• [Given request]:
Turn all the rows below into a JSON list of strings, one string per line, and skip any blank lines.

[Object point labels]
____

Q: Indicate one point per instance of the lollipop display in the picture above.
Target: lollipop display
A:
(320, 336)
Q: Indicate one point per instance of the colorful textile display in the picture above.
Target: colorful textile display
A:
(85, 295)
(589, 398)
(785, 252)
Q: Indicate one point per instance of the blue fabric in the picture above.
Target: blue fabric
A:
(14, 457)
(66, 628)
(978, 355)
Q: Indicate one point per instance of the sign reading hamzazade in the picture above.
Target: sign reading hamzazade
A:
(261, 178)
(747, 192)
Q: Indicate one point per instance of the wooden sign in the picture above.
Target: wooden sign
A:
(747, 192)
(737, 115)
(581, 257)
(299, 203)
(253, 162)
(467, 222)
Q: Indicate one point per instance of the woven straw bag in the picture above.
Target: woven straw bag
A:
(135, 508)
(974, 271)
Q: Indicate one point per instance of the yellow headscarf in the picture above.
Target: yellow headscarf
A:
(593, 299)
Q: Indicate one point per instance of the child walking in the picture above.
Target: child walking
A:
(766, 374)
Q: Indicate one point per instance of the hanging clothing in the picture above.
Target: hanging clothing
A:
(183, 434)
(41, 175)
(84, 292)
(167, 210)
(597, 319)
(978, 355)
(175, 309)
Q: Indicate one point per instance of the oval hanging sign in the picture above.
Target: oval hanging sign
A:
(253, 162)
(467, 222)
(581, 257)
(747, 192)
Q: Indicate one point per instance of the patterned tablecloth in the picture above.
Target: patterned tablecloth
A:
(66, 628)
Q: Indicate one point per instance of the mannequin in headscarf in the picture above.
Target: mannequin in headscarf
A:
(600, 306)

____

• [Answer for the task]:
[
  "Q: Indicate one point per instance of the lollipop display in the picture above.",
  "Target: lollipop display",
  "A:",
  "(320, 336)",
  "Q: Indicate one point per instance of the colorful textile display in the picture above.",
  "Target: colorful textile display",
  "A:",
  "(85, 295)",
  "(589, 398)",
  "(785, 252)",
  "Q: Indicate one point per instance of the blue fabric in the picture above.",
  "Target: blue fabric",
  "A:",
  "(14, 457)",
  "(66, 628)",
  "(978, 355)",
  "Q: Indicate one point per instance of the sign reading hamzazade in the picture above.",
  "Target: sign reading hamzazade",
  "A:",
  "(261, 178)",
  "(747, 192)",
  "Q: Indicate one point per instance of the wooden sign in the picture above.",
  "Target: wooden sign",
  "A:",
  "(747, 192)",
  "(737, 115)",
  "(581, 257)",
  "(299, 203)",
  "(253, 162)",
  "(467, 222)",
  "Q: Indicate one point per instance of the woven straw bag in the picture above.",
  "Target: woven straw bag",
  "A:",
  "(135, 508)",
  "(974, 271)",
  "Q: Indicate one point per instance of the yellow headscarf in the picture above.",
  "Target: yellow headscarf",
  "A:",
  "(593, 299)",
  "Q: Indicate one point per instance of the child walking in the picture above.",
  "Target: child walking",
  "A:",
  "(766, 374)",
  "Q: Indicate one point per instance of the hanging clothing in the picture above.",
  "Target: hanging clothing",
  "A:",
  "(183, 434)",
  "(41, 175)",
  "(84, 292)",
  "(167, 210)",
  "(597, 319)",
  "(978, 355)",
  "(175, 309)",
  "Q: Indicate one point per instance of the oval hanging sign in the picture above.",
  "Target: oval hanging sign",
  "A:",
  "(253, 162)",
  "(467, 222)",
  "(581, 257)",
  "(747, 192)",
  "Q: Indicate one point per instance of the patterned tablecloth in the picture above.",
  "Target: patterned tablecloth",
  "A:",
  "(66, 628)",
  "Q: Indicate one point per instance of the mannequin in headscarf in the picture above.",
  "Target: mannequin in headscarf",
  "A:",
  "(600, 306)"
]